▶ [Objectif visé]: Recopiez intégralement, sans aucune modification, l'extrait consacré à la crise et au développement de la puissance productive.

▶ [Extrait]:

● ● ● ●

Ce constat de la situation, des causes et des effets de la crise, amène à la troisième conclusion. Elle est que ce niveau de développement de la puissance productive qui en est le fondement n’est pas seulement le facteur de calamités. Il l’est pour les sociétés actuelles fondées sur les rapports d’appropriation capitalistes qui deviennent antagoniques à ce développement. Mais il est aussi la réalisation de conditions permettant l’avènement d’un autre type de société. Une société fondée sur le travail qualitativement riche, donc une communauté d’individus échangeant directement et librement leurs travaux, d’individus directement sociaux au lieu de l’être par l’intermédiaire de puissances hors d’eux, l’argent, la « main invisible » du marché, l’Etat. Pour mémoire rappelons les deux principales de ces conditions objectives :

- « L’abondance » que permet l’efficacité productive. C’est à dire non pas la production illimitée de n’importe quoi, mais la possibilité d’être libéré des travaux harassants, vulgaires, ou même étroitement limités à une spécialité de détail, vides ou pauvres de contenu artistique ou intellectuel. Autrement dit encore, le temps disponible pour que chacun puisse se développer à travers des travaux riches de ce contenu supérieur, source de jouissances supérieures et du développement des uns par les autres dans l’échange libre et gratuit de qualités. Ce n’est que sur de telles bases que tous peuvent participer à la gestion maîtrisée de leurs rapports, de la société.

● ● ● ●

▶ [Données fournies]:
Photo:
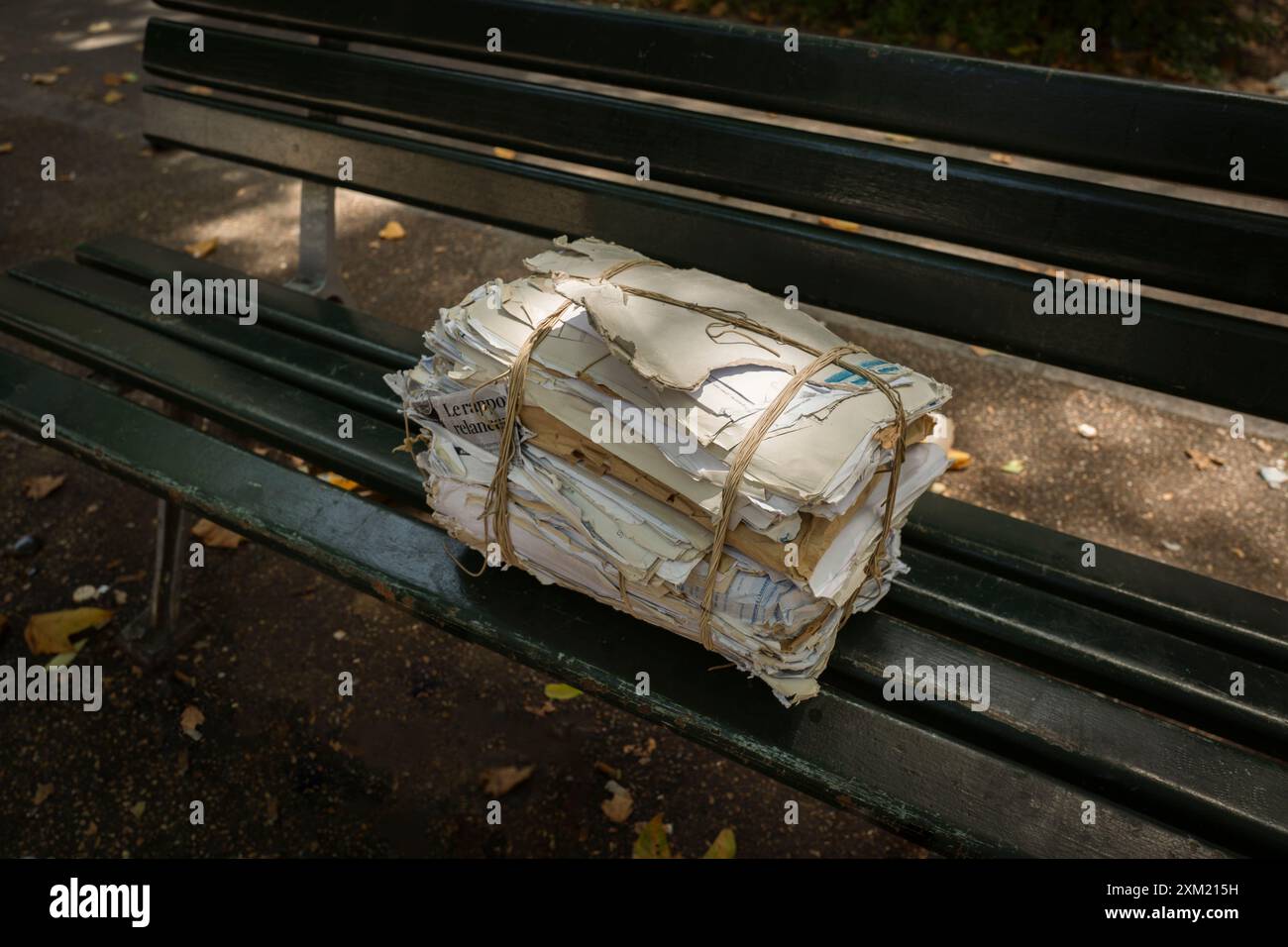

● ● ● ●

▶ [Résultat attendu]:
Ce constat de la situation, des causes et des effets de la crise, amène à la troisième conclusion. Elle est que ce niveau de développement de la puissance productive qui en est le fondement n’est pas seulement le facteur de calamités. Il l’est pour les sociétés actuelles fondées sur les rapports d’appropriation capitalistes qui deviennent antagoniques à ce développement. Mais il est aussi la réalisation de conditions permettant l’avènement d’un autre type de société. Une société fondée sur le travail qualitativement riche, donc une communauté d’individus échangeant directement et librement leurs travaux, d’individus directement sociaux au lieu de l’être par l’intermédiaire de puissances hors d’eux, l’argent, la « main invisible » du marché, l’Etat. Pour mémoire rappelons les deux principales de ces conditions objectives :

- « L’abondance » que permet l’efficacité productive. C’est à dire non pas la production illimitée de n’importe quoi, mais la possibilité d’être libéré des travaux harassants, vulgaires, ou même étroitement limités à une spécialité de détail, vides ou pauvres de contenu artistique ou intellectuel. Autrement dit encore, le temps disponible pour que chacun puisse se développer à travers des travaux riches de ce contenu supérieur, source de jouissances supérieures et du développement des uns par les autres dans l’échange libre et gratuit de qualités. Ce n’est que sur de telles bases que tous peuvent participer à la gestion maîtrisée de leurs rapports, de la société.